▸ **Quoted passage**:
------------------------------------
This was an intensely competitive fight but Viloria usually managed to get the better of Solis during exchanges and certainly landed the bigger, more telling punches throughout. Solis was penalized a point in the third round and again in the fifth round for low blows, but Viloria’s trunks were pretty high. At one point, the ref pulled Brian’s trunks down a bit but it was too late after Solis already had lost two points. Solis needed a knockout to win. The knockout came, but it was Viloria who administered it; in the eleventh round, when he caught Solis with a counter right cross that Solis moved right into and fell to a knee and then crumbled to the canvas as the referee counted to ten.
The Main Event featured IBF/IBO Flyweight titlist Nonito Donaire (21-1, 14 KOs) against then unbeaten Texan, Raul Martinez (24-1, 14 KO’s). From the opening moments of the fight, Donaire was finding Martinez an easy target, flooring him twice in the first round, first time with a left hook, second time with a right to the head. Donaire was ruthless but Martinez survived the first round. In the second, Martinez threw a right and Donaire answered with a barrage of shots that saw Martinez in trouble. A Donaire left put Martinez down for a third time. Martinez was game though and managed to land a couple of straight rights through Donaire’s guard as the round ended.
In the third, Donaire was aggressive, circling and banging Martinez with big shots. Martinez suddenly began to jab and then started tagging Donaire with some straight rights that penetrated his guard. Donaire eased up a bit boxing outside and Martinez was able to score. It looked like Martinez may have had a chance after all but then came the fourth round, where Donaire missed wildly and Martinez, confidence rising, was stalking Donaire. It was turning into a fight, with both guys scoring in spots when suddenly; Donaire landed a clean left uppercut that put Martinez down for a fourth time. Martinez was up quick enough and definitely looked able to keep fighting but referee, Pete Podgorski waved Martinez out at 2:42 of round four. Not exactly controversial but Martinez should’ve been allowed to continue.
Donaire has a very refined punching technique that powers his offense. He’s a well rounded boxer with good power. I’d like to see him fight a rematch with Vic Darchinyan at either 115 or 118 pounds but Vic’s promoter isn’t interested—even though Vic is totally interested in redeeming his only loss. What a shame that too often the Promoters don’t let the best fight the best.
------------------------------------
▸ **Tasks to perform**:
1) Reproduce the boxing report from "This was an" to "counted to ten.".
2) How many lines of the records contain the string "blue", with case counting? Give only the number.

▸ **Record excerpts**:
------------------------------------
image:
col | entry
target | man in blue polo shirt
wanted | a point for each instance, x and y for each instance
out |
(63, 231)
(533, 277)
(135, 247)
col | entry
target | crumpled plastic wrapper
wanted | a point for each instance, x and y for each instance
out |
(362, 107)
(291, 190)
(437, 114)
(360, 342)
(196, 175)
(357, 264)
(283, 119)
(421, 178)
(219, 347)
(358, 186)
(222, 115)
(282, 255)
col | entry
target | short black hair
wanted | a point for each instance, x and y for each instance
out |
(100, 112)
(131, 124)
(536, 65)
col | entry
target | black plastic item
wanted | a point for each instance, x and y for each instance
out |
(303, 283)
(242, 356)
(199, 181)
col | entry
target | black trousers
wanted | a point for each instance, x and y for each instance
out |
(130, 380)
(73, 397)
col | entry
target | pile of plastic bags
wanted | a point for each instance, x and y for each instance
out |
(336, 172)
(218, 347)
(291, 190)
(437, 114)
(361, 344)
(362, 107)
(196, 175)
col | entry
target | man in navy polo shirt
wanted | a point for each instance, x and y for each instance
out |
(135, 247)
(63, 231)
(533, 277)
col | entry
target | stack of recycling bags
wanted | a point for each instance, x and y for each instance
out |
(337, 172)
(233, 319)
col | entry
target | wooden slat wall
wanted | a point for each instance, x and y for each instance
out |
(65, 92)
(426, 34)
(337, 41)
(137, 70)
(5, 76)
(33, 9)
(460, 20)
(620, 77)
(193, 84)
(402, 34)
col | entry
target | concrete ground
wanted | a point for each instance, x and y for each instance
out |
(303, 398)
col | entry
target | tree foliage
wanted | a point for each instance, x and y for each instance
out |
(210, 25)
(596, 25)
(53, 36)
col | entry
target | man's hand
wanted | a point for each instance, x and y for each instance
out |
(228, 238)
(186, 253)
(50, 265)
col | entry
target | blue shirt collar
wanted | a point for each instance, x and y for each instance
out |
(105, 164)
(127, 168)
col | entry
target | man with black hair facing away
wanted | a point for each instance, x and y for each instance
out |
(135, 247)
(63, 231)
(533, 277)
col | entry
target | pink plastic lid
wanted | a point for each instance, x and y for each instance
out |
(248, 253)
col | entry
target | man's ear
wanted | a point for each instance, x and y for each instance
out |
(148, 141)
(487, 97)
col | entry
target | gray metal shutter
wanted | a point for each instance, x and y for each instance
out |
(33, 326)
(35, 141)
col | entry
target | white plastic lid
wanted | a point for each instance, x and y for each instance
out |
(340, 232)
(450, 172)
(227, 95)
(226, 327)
------------------------------------
▸ **Expected responses**:
1)
This was an intensely competitive fight but Viloria usually managed to get the better of Solis during exchanges and certainly landed the bigger, more telling punches throughout. Solis was penalized a point in the third round and again in the fifth round for low blows, but Viloria’s trunks were pretty high. At one point, the ref pulled Brian’s trunks down a bit but it was too late after Solis already had lost two points. Solis needed a knockout to win. The knockout came, but it was Viloria who administered it; in the eleventh round, when he caught Solis with a counter right cross that Solis moved right into and fell to a knee and then crumbled to the canvas as the referee counted to ten.

2) 2